▸ **Text passage**
I look out my window at the beautiful snow on the ground, falling flakes light as confectioner’s sugar.
I have loved this wintertime with so much snow. Seeing photos online of snow scenes from around the country and the world. Snow everywhere.
I love how sunshine paints blue shadows of trees on the snow canvas. I love my trees as if they were people – nice, wise people with only good intent.
Still, I wonder why this snow- so heavy, so cold, so everywhere this particular winter. Recent winters have seen no snow in my city. The poet/writer in me thinks metaphor.
In Mt. Olympus, the God of Raining is raging.
“I will punish them for their evil!” he shouts to his wife. “I will rain down frogs. The frogs will destroy their crops. They will have to tend their fields instead of making terrible mischief. Evil. Yes, evil. Frogs it is!”
Mrs. Rain God listens patiently. She has heard his rants before, but never has he been so angry with Earthlings as now. So much cruelty, so much killing, so much lying. So little love.

▸ **Given entries**
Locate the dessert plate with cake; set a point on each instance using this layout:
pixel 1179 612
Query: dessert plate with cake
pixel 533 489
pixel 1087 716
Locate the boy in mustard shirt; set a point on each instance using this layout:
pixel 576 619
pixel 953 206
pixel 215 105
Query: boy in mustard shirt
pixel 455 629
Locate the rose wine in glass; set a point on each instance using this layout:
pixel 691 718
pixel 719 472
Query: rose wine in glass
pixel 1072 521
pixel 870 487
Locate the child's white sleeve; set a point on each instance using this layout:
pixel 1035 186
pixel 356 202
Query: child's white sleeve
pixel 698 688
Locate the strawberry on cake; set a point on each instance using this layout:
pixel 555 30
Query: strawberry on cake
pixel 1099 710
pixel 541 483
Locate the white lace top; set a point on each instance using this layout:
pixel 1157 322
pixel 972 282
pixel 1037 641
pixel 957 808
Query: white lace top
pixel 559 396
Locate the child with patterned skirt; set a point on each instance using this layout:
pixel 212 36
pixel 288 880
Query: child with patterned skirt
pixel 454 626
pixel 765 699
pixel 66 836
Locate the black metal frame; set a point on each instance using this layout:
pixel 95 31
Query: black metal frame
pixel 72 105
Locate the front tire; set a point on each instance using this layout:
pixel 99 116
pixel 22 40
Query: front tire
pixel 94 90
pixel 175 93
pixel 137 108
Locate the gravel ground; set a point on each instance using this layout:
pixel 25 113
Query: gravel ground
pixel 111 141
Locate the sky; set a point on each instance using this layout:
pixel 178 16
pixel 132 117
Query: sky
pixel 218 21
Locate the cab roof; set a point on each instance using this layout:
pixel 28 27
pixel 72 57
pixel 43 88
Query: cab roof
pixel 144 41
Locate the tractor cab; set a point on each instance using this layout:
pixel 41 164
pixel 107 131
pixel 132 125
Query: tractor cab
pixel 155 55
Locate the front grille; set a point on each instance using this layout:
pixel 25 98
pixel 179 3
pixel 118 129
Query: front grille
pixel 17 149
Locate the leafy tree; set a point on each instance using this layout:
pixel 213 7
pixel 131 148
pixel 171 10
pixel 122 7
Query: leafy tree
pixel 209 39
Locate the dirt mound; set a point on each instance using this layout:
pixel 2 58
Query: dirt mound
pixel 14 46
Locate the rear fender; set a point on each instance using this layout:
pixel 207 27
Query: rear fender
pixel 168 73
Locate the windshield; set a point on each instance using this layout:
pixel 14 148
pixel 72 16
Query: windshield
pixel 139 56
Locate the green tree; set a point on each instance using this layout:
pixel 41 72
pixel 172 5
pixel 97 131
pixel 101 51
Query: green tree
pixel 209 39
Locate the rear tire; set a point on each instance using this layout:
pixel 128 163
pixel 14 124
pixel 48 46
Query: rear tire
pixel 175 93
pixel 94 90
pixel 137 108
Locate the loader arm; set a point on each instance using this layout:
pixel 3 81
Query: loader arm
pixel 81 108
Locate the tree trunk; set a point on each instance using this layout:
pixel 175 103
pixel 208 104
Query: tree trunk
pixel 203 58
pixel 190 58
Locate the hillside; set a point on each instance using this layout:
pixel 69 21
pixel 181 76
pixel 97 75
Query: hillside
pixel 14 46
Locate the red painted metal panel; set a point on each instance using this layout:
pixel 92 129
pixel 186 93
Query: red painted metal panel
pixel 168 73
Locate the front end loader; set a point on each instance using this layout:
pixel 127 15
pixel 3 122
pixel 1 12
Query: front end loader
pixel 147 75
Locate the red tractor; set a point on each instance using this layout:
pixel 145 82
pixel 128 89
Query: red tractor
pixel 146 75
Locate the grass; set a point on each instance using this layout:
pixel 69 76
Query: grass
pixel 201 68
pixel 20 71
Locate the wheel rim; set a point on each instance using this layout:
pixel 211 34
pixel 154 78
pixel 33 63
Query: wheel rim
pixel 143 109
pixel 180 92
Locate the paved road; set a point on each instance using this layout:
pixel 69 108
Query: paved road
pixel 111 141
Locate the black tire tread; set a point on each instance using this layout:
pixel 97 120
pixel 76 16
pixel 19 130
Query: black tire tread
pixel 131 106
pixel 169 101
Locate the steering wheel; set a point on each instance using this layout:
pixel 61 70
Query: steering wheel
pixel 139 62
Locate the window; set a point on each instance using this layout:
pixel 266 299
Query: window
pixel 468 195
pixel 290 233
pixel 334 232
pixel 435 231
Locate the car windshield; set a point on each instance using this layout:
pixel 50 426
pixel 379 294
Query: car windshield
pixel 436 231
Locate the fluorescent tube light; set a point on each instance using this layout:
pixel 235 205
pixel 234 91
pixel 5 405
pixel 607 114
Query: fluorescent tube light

▸ **Work request A**
In the snow passage, what does the God of Raining say he will rain down?
▸ **Work request B**
Return the wording of the snow passage from "I have loved" to "me thinks metaphor.", copied without any change.

▸ **Task answer A**
Frogs.

▸ **Task answer B**
I have loved this wintertime with so much snow. Seeing photos online of snow scenes from around the country and the world. Snow everywhere.
I love how sunshine paints blue shadows of trees on the snow canvas. I love my trees as if they were people – nice, wise people with only good intent.
Still, I wonder why this snow- so heavy, so cold, so everywhere this particular winter. Recent winters have seen no snow in my city. The poet/writer in me thinks metaphor.